WHAT NEEDS TO BE DONE: Copy out the lines below, starting from the first line and ending with the line that contains "Query: gold glitter star".

EXTRACTED DATA:
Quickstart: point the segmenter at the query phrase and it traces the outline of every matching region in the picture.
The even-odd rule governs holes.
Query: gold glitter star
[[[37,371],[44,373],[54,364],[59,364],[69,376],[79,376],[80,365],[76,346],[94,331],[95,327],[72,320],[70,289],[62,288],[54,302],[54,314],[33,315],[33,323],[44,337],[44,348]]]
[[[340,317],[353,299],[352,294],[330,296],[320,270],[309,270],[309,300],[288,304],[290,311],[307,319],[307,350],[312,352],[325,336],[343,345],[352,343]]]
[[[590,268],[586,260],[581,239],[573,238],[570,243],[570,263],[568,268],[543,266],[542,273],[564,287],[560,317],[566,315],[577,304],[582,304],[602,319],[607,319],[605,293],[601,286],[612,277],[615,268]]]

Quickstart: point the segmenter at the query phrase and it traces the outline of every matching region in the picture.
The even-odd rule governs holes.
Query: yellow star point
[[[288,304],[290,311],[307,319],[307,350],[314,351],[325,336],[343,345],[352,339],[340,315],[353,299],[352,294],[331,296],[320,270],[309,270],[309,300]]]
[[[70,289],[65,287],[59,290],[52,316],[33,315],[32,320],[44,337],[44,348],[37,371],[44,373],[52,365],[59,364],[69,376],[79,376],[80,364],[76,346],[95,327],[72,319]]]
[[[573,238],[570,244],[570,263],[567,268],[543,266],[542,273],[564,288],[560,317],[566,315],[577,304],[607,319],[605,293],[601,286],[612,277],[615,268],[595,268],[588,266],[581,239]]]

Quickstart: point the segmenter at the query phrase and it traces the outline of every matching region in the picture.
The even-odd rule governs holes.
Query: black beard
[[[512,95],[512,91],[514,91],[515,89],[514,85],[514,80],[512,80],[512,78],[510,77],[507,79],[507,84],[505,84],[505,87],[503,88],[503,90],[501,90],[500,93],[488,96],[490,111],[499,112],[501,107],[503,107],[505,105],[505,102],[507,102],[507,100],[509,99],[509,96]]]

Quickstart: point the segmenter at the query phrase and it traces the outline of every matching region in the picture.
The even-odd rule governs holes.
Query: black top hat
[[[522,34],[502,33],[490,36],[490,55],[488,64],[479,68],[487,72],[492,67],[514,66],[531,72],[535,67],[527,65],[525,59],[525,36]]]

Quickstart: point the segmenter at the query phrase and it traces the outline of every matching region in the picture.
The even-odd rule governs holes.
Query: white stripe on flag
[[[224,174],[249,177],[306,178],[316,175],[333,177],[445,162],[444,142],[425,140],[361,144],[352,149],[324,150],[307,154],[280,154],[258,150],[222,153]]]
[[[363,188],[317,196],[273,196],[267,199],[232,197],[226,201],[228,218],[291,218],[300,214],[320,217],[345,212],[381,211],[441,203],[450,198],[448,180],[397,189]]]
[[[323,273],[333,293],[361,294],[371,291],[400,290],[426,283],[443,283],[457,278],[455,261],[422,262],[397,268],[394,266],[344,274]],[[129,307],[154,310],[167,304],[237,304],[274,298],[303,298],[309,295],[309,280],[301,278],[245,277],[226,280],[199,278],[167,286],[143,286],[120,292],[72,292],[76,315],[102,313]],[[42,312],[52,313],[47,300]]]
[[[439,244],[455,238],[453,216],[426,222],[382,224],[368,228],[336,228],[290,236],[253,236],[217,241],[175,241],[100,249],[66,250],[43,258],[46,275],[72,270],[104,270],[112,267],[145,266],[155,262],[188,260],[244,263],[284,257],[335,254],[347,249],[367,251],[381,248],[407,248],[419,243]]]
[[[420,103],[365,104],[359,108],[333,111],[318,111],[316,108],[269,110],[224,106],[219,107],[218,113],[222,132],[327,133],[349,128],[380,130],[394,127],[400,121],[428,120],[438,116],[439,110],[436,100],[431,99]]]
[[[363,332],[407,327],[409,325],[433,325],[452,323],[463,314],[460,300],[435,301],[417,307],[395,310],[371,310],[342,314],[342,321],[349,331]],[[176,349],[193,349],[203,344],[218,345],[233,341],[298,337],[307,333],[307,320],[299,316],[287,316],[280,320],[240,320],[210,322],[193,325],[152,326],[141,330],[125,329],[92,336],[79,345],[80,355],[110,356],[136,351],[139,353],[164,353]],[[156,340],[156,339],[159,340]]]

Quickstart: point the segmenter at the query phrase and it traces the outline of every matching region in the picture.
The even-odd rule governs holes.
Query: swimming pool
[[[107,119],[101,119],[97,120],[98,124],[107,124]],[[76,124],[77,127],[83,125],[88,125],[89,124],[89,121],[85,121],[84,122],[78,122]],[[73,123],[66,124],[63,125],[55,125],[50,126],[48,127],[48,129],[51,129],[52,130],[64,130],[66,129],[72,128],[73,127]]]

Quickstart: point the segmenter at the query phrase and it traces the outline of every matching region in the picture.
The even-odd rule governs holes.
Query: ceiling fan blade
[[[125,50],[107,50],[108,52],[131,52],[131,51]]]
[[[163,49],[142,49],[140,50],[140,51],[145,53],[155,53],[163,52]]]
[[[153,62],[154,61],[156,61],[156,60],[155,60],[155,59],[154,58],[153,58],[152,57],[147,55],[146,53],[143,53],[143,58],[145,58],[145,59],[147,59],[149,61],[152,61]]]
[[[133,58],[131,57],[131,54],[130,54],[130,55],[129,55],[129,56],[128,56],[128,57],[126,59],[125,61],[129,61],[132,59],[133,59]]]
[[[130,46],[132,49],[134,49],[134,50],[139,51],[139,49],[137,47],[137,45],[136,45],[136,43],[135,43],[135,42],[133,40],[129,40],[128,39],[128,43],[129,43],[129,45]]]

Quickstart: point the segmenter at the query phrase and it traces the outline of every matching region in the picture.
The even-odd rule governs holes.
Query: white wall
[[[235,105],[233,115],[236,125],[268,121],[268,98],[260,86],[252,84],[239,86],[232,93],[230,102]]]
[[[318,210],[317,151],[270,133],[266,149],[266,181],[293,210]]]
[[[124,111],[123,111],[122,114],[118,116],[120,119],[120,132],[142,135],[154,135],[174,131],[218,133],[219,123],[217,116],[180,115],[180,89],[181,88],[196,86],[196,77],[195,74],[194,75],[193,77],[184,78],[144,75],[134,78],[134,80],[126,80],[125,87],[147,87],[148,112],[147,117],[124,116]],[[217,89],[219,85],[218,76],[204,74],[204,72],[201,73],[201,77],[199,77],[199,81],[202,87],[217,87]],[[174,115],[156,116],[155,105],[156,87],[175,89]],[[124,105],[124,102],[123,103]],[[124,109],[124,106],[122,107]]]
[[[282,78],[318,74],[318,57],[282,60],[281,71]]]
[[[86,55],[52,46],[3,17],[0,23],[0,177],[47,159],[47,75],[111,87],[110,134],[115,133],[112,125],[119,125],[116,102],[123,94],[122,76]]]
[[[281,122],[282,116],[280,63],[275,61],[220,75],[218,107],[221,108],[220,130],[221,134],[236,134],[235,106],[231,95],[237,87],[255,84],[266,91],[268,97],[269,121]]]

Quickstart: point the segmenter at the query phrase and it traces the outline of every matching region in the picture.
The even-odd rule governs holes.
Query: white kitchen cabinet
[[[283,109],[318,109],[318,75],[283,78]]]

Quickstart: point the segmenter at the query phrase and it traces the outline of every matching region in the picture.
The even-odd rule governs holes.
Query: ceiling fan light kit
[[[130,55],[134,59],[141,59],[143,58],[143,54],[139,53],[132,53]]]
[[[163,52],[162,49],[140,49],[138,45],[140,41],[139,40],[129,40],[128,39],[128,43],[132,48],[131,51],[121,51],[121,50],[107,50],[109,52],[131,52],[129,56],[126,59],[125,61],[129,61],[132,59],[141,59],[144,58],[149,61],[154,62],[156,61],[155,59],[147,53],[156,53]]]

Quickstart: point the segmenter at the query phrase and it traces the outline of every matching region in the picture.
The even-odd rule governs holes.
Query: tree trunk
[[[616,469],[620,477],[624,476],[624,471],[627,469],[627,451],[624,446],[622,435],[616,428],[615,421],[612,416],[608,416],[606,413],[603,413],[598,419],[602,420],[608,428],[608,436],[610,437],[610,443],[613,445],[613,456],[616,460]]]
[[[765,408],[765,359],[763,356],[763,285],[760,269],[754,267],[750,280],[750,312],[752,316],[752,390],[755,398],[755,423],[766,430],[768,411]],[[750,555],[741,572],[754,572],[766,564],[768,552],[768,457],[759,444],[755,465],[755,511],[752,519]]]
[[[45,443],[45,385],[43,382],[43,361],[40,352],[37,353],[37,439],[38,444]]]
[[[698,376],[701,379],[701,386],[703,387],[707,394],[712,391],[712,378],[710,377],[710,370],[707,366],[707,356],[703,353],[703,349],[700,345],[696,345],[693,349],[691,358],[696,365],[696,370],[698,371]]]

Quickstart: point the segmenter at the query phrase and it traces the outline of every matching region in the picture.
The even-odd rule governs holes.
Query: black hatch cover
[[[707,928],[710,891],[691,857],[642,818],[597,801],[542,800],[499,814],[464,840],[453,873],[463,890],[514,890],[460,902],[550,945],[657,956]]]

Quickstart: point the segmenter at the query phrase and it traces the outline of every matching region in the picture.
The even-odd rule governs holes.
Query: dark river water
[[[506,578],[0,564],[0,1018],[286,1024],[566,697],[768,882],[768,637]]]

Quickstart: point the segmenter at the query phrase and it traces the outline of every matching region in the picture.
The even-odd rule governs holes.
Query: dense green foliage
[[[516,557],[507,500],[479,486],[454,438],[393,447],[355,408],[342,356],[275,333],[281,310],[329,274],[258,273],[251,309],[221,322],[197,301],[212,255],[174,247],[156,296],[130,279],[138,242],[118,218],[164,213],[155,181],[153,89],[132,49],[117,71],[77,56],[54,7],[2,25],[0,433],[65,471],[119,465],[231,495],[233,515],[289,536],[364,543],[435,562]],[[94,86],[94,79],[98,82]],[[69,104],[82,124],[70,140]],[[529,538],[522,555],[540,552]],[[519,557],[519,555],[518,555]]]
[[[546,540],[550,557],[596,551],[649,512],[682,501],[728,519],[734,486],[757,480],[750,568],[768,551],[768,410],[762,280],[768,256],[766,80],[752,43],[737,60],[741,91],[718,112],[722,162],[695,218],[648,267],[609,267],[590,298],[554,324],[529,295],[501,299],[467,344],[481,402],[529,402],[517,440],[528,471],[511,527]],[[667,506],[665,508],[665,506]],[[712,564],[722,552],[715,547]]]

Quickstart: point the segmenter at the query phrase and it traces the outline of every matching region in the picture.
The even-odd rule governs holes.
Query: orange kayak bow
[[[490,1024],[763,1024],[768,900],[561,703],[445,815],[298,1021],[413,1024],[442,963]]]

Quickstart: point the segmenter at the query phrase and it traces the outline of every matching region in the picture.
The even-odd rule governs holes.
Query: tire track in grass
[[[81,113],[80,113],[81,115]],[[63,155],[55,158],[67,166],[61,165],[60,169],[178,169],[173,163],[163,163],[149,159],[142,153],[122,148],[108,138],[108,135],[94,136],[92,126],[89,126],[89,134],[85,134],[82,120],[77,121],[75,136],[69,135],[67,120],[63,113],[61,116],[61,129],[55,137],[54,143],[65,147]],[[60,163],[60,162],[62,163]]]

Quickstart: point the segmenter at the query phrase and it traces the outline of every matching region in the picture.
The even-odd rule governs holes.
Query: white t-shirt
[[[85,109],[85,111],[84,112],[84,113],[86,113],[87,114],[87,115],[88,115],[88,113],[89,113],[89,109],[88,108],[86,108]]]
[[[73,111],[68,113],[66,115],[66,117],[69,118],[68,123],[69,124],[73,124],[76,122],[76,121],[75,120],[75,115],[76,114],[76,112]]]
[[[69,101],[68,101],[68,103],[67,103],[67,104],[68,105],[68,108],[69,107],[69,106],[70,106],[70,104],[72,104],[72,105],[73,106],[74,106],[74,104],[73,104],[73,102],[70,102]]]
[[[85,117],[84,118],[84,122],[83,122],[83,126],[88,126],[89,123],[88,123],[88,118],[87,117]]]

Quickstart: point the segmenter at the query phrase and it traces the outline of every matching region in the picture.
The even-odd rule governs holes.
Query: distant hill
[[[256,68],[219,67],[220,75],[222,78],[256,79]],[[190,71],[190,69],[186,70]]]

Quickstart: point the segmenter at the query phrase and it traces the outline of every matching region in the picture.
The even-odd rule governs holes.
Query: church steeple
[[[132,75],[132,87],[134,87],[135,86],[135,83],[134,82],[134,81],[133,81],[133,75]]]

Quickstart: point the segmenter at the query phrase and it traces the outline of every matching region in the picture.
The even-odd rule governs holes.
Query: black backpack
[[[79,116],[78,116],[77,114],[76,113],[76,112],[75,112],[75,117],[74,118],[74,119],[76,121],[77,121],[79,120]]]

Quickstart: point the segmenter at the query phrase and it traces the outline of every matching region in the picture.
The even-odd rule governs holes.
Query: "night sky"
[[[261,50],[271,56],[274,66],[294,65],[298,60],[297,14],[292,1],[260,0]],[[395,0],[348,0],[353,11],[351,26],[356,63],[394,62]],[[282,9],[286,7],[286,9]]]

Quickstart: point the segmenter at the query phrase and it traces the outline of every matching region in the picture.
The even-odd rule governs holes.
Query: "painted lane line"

SOLUTION TO THE PROBLEM:
Quickstart: point the segmenter at the query phrase and it traces the outline of every matching region in the picture.
The even-odd rule governs holes.
Query: gold glitter star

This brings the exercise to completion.